As simple as hiking may sound, there are plenty of things you can get wrong. Some of them (like forgetting your lip balm) can be minor issues that can be quickly remedied (just borrow some from your friends!). Other mistakes, however, can cause serious problems that put your well-being at risk.
In order to help you avoid some of the mistakes that some beginners hikers make, we’ve put together a list of 13 common mistakes, and how you can avoid them.
- Failing To File A Trip Report With Loved Ones
- Failing To Properly Research Your Trail
- Wearing The Wrong Clothing
- Getting Lost On The Trail
- Not Paying Attention To Your Body
- Not Protecting Your Food
- Bringing The Wrong Gear
- Failing to Pack The Essentials
- Not Making Water A Top Priority
- Neglecting The Weather
- Leaving Your Camp Too Late In The Day
- Pushing Yourself Too Far
- Failing To Practice Leave No Trace
Even the most experienced hikers make mistakes, so don’t be too tough on yourself if you do. But if you can understand how to avoid them, or make sure you learn from your mistakes, you’ll be able to enjoy your hiking trips even more.
Failing To File A Trip Report With Loved Ones
Whether you are hiking with others, or by yourself, or whether you are going on a multi-day hike or a simple day-hike, you should never go without notifying someone back home about your hike and itinerary.
Making this mistake could have serious consequences. If you are lost, or get seriously injured on the trail, you will want people looking for you. A faster response from search and rescue could be the difference between life and death.

• • • • •

Tasks for this exercise:
1: In the bulleted list of mistakes in the hiking-mistakes text, which entries begin with the word "Failing"? List every one.
2: Reproduce the passage of the hiking-mistakes text starting with "As simple as" and going on through "well-being at risk.".

Record excerpts:
• • • • •

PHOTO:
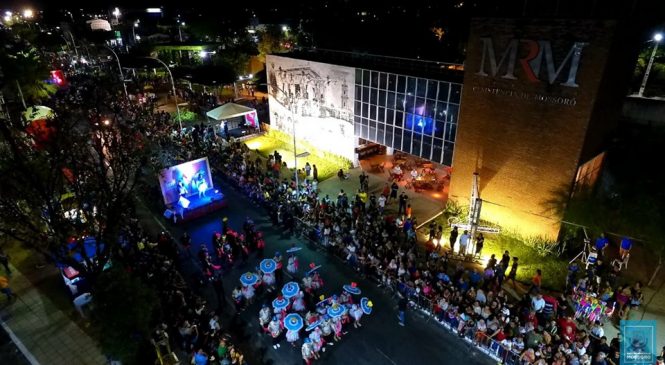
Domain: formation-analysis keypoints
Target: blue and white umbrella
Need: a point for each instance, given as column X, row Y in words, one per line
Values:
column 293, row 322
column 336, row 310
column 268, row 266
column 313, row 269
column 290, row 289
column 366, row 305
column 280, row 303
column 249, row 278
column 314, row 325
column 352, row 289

• • • • •

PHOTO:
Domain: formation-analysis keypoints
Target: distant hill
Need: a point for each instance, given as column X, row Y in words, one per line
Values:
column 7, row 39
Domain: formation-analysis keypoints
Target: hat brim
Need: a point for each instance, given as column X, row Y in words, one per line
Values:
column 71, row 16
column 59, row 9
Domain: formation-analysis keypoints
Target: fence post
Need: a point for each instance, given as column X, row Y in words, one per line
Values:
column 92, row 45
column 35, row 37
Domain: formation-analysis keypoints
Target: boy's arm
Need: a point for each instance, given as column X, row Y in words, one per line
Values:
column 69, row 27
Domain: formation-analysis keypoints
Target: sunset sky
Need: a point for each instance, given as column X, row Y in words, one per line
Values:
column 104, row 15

• • • • •

Expected responses:
1:
- Failing To File A Trip Report With Loved Ones
- Failing To Properly Research Your Trail
- Failing to Pack The Essentials
- Failing To Practice Leave No Trace

2:
As simple as hiking may sound, there are plenty of things you can get wrong. Some of them (like forgetting your lip balm) can be minor issues that can be quickly remedied (just borrow some from your friends!). Other mistakes, however, can cause serious problems that put your well-being at risk.